Stored data entries:
· · · · ·
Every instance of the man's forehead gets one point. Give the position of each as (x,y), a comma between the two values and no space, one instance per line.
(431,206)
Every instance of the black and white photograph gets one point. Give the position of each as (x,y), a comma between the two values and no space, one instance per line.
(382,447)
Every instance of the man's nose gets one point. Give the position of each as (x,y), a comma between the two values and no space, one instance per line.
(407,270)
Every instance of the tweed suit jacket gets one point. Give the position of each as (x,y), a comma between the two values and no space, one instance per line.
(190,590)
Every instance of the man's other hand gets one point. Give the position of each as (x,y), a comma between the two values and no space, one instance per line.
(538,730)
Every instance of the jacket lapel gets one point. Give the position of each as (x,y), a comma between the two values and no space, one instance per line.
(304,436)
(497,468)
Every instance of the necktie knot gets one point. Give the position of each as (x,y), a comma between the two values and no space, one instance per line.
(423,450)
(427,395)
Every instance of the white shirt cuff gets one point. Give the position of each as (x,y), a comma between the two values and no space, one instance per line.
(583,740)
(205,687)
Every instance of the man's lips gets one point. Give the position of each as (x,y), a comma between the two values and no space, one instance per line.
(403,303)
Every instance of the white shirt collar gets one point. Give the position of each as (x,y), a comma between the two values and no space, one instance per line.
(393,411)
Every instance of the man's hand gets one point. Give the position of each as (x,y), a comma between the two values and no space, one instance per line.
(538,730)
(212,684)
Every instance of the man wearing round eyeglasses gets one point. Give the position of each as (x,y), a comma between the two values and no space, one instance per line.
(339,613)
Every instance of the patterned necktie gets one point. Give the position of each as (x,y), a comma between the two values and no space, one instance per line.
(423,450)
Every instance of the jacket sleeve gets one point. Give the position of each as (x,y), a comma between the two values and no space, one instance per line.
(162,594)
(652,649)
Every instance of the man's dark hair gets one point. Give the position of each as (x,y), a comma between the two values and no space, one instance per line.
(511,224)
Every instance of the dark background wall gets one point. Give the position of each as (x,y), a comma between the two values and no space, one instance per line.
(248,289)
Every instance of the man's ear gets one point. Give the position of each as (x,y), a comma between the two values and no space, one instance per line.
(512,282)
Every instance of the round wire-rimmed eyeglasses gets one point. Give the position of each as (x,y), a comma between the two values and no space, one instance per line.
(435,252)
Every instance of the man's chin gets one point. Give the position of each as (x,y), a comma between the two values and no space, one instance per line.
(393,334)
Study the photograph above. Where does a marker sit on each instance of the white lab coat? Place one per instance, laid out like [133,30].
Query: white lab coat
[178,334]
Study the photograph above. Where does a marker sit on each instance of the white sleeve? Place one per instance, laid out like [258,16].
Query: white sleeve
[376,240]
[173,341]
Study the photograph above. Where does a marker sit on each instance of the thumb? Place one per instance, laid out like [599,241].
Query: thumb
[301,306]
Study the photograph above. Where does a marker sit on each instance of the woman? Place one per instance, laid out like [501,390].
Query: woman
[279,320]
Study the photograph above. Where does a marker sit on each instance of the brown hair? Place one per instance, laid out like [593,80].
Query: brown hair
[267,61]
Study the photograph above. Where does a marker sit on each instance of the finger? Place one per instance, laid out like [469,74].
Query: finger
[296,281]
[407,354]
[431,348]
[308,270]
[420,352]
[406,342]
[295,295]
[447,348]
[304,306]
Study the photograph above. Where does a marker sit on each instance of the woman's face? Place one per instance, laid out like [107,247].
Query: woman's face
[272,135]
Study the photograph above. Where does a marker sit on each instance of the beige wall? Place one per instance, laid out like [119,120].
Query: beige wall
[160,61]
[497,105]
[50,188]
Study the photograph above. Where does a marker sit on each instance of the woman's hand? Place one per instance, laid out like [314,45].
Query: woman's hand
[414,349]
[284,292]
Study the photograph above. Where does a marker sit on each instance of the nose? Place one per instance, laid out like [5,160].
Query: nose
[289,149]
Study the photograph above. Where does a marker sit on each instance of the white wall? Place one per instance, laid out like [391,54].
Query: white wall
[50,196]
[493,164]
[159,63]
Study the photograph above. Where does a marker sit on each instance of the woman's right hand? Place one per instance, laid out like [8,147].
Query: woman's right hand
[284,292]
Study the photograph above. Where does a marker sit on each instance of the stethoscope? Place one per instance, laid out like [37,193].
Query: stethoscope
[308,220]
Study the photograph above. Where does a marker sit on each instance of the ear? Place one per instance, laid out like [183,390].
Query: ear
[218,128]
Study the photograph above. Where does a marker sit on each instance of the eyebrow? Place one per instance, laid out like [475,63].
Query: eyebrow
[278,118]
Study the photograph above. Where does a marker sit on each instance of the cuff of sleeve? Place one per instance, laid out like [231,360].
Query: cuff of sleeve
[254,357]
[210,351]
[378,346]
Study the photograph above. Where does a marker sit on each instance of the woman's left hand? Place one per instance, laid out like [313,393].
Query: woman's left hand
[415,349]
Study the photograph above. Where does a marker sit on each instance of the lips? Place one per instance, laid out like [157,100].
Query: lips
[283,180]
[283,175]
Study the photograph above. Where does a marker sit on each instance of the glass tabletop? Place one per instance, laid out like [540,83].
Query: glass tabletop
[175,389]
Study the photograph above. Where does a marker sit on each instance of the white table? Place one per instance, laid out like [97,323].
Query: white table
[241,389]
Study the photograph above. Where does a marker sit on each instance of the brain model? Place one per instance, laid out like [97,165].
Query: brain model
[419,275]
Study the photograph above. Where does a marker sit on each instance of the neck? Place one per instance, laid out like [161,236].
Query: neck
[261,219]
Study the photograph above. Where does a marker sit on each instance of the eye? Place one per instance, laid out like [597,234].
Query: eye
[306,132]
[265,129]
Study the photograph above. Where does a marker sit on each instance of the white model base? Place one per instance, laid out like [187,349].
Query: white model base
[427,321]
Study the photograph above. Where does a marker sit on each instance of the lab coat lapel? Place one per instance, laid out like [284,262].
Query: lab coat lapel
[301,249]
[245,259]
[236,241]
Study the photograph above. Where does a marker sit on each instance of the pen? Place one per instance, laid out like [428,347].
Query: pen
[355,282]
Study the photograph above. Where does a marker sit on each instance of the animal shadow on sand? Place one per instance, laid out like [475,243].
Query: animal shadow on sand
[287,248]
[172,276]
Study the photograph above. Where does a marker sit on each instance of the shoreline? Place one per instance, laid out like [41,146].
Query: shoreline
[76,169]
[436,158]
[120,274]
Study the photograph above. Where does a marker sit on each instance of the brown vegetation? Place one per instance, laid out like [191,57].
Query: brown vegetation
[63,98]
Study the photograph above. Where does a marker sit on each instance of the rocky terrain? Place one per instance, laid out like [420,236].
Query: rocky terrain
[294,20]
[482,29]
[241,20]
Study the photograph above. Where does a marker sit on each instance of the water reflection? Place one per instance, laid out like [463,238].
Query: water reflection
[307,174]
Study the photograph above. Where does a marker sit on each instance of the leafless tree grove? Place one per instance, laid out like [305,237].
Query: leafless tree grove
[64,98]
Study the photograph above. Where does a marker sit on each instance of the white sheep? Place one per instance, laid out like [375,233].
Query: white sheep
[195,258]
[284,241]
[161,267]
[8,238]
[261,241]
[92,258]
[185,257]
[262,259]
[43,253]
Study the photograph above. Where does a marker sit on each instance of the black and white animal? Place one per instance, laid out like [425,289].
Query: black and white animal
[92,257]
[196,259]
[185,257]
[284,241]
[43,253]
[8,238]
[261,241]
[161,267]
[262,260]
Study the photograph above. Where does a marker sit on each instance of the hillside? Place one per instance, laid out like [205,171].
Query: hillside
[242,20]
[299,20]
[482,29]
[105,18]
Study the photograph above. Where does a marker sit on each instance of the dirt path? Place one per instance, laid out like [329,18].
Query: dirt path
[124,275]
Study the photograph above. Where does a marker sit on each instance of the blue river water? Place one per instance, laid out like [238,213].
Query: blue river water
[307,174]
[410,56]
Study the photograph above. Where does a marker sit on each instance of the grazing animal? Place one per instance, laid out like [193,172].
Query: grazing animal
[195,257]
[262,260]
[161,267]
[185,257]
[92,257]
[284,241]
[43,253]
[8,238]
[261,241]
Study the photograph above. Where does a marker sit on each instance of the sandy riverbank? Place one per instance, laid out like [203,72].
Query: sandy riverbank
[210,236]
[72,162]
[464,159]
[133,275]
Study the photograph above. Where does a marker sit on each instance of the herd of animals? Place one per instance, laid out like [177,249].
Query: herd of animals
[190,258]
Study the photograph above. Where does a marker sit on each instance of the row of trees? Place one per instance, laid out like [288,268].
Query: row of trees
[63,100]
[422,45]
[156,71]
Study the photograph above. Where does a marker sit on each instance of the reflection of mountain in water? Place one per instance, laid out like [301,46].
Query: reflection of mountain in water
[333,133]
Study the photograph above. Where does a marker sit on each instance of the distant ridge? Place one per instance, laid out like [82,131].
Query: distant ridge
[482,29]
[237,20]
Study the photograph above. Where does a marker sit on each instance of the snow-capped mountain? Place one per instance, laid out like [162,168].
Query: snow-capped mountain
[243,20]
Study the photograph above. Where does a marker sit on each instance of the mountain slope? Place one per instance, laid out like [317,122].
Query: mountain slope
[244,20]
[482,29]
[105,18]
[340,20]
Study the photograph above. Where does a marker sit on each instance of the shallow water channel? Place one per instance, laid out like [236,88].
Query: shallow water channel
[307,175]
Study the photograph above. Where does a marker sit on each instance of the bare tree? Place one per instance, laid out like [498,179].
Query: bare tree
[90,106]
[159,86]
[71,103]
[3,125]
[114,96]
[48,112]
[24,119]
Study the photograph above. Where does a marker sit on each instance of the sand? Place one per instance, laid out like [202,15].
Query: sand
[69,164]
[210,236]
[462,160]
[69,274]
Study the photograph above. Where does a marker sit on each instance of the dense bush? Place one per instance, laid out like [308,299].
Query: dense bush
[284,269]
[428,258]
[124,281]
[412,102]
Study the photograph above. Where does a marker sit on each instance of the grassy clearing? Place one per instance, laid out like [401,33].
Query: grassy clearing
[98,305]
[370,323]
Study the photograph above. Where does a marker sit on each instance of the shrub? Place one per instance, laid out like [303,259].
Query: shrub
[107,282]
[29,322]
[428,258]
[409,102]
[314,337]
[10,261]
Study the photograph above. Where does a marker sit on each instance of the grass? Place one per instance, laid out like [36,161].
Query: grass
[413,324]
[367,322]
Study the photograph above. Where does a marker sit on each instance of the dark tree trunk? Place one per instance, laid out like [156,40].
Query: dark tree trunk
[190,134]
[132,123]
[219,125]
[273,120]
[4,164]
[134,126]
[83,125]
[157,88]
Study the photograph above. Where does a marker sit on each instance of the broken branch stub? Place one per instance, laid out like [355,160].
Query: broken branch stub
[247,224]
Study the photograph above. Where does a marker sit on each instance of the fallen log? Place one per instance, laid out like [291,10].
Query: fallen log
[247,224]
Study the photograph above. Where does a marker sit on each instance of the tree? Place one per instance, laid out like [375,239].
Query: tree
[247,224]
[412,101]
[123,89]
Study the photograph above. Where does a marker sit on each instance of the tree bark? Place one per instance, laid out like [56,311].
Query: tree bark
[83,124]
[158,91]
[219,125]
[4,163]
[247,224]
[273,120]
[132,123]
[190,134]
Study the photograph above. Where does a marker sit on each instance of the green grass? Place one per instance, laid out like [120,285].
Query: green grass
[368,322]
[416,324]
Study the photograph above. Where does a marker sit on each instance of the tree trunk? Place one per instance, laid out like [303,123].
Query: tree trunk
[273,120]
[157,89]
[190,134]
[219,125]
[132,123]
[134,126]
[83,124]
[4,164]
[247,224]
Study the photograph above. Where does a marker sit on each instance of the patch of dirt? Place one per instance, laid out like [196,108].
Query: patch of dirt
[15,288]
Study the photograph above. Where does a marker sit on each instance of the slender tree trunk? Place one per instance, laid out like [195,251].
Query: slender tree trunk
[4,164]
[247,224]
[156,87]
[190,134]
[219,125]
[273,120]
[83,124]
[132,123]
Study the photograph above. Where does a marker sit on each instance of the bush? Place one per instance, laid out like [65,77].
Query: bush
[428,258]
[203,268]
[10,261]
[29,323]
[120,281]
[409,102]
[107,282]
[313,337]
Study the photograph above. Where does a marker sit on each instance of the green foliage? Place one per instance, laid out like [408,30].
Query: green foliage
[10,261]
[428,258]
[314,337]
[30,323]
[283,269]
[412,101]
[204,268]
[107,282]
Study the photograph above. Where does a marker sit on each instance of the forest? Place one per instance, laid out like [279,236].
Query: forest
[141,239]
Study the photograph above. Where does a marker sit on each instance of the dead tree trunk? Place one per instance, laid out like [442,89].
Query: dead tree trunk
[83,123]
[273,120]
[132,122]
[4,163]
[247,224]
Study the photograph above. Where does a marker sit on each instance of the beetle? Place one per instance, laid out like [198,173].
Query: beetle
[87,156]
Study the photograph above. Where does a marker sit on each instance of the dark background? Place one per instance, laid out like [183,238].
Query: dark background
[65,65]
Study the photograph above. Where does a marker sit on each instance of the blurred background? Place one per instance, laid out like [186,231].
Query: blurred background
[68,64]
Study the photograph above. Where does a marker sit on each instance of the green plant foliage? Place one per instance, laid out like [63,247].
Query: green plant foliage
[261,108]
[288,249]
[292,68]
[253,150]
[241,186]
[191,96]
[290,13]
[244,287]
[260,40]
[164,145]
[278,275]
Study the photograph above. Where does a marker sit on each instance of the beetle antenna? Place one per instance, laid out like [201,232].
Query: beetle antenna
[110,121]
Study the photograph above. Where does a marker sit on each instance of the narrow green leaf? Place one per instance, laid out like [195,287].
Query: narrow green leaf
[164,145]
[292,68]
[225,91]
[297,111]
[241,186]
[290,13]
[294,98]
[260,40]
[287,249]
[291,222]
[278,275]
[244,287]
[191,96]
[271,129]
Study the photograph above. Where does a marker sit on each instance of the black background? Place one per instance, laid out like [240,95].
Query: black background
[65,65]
· · · · ·
## ASSIGNMENT
Your answer should consist solely of the lines above from the line with "out like [56,311]." to the line with "out like [195,251].", both included, reproduced exactly.

## EXERCISE OUTPUT
Study the photograph above. Where does a marker sit on each instance of the tree bark? Place one per instance, laid out like [56,311].
Query: tree bark
[83,124]
[158,91]
[219,125]
[4,163]
[247,224]
[273,120]
[132,123]
[190,134]
Study the photograph above. Where does a marker sit on each instance of the green grass? Place one per instance, laid out like [120,285].
Query: green grass
[368,322]
[416,324]
Study the photograph above. Where does a marker sit on each instance of the tree trunk? Place one per instance, laid out like [303,123].
Query: tree trunk
[273,120]
[157,89]
[190,134]
[219,125]
[132,123]
[134,126]
[83,124]
[4,164]
[247,224]
Study the photograph above. Where does a marker sit on each instance of the patch of dirt? Place one per instance, laid out like [196,108].
Query: patch of dirt
[15,288]
Study the photograph above. Where does a marker sit on each instance of the slender tree trunk? Place one per instance, laid out like [195,251].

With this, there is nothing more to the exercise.